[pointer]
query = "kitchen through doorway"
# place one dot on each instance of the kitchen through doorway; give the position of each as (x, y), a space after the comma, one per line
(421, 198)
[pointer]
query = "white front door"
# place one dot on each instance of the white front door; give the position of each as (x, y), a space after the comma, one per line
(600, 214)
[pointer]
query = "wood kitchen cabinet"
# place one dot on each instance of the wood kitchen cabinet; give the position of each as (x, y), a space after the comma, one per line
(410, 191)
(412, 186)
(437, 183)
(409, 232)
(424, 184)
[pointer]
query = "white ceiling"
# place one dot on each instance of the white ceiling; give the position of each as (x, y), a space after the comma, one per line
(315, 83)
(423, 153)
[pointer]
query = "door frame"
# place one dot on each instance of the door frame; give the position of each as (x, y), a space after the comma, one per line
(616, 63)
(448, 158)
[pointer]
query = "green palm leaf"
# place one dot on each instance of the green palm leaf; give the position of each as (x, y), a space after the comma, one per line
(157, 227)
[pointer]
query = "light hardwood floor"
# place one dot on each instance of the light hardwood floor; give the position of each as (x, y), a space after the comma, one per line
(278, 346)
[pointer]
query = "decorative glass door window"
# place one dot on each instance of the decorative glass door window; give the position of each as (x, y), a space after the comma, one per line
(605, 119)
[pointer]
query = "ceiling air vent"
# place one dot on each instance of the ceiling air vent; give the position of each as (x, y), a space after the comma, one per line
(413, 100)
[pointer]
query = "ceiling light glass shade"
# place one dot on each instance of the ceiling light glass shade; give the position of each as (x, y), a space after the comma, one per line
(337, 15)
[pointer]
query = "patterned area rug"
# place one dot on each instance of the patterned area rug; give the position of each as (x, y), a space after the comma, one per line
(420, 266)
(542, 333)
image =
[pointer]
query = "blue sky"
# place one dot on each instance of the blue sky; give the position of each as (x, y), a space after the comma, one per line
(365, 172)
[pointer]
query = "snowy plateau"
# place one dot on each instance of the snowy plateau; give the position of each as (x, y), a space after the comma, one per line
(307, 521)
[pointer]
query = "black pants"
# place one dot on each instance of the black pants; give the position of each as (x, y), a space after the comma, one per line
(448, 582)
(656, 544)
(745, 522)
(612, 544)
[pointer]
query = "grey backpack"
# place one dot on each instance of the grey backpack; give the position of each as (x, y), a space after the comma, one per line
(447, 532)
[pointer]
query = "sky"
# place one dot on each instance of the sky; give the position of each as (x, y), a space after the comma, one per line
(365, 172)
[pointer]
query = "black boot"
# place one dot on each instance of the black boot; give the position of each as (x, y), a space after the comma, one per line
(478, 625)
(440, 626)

::::::::

#### [Exercise requirements]
Please output each entry above exactly, leaving nothing out.

#### [Your solution]
[pointer]
query = "kitchen through doorway"
# place one dot on each instance of the kitchen through doorway; give the position of each as (x, y), a space after the comma, one per line
(421, 198)
[pointer]
query = "white front door"
# place one dot on each instance of the white front door; give the position of each as (x, y), a space after the comma, one per line
(600, 214)
[pointer]
query = "wood kitchen cabinet"
# place one dot on each instance of the wood kitchen cabinet; give the position of each as (x, y), a space after the comma, one per line
(410, 191)
(412, 186)
(437, 183)
(409, 232)
(424, 184)
[pointer]
query = "white ceiling"
# place one dot on each instance of the white ceiling; give the position of each as (x, y), a space after the comma, one per line
(315, 83)
(423, 153)
[pointer]
query = "door frame"
# place one dot on each instance of the door frame; give the position of each as (x, y), a space after the comma, one per line
(616, 63)
(448, 158)
[pointer]
query = "green palm leaf"
# place one dot on each instance of the green palm leaf; give the position of each as (x, y), a space after the comma, one per line
(157, 227)
[pointer]
query = "light hardwood floor"
# place one dot on each instance of the light hardwood floor; give the position of each as (x, y), a space after the comma, one per line
(278, 346)
[pointer]
query = "decorative glass door window"
# place one dot on each instance of the decorative glass door window; give the position of each as (x, y), a space after the comma, one per line
(605, 119)
[pointer]
query = "ceiling air vent"
# place one dot on each instance of the ceiling air vent; give the position of each as (x, y), a space after the comma, one per line
(413, 100)
[pointer]
query = "ceiling light glass shade"
# place one dot on each instance of the ceiling light glass shade; give the position of each as (x, y), a space after the comma, one per line
(337, 15)
[pointer]
query = "patterned area rug"
# place one dot on each instance of the patterned area rug; give the position of each as (x, y), a space after the comma, one per line
(420, 266)
(542, 333)
image =
[pointer]
query = "blue sky"
# place one dot on each instance of the blue sky; give the position of each as (x, y), a space after the comma, one per line
(365, 172)
[pointer]
query = "snowy plateau"
# place one dot on each instance of the snowy plateau; give the position of each as (x, y), a space after the comma, one per line
(307, 521)
[pointer]
query = "black pants"
# place one dot on each instance of the black pants; give the position of each as (x, y), a space after the comma, one per line
(448, 582)
(656, 544)
(745, 522)
(612, 544)
[pointer]
query = "grey backpack"
# place one dot on each instance of the grey backpack; give the position of each as (x, y), a space after the comma, one per line
(447, 532)
[pointer]
query = "sky"
# place one dot on each instance of the sky; give the position of each as (x, y), a space after the comma, one per line
(365, 172)
[pointer]
query = "black boot"
# place one dot on each instance of the black boot; give the position of each as (x, y), a space after the comma, one per line
(478, 625)
(440, 626)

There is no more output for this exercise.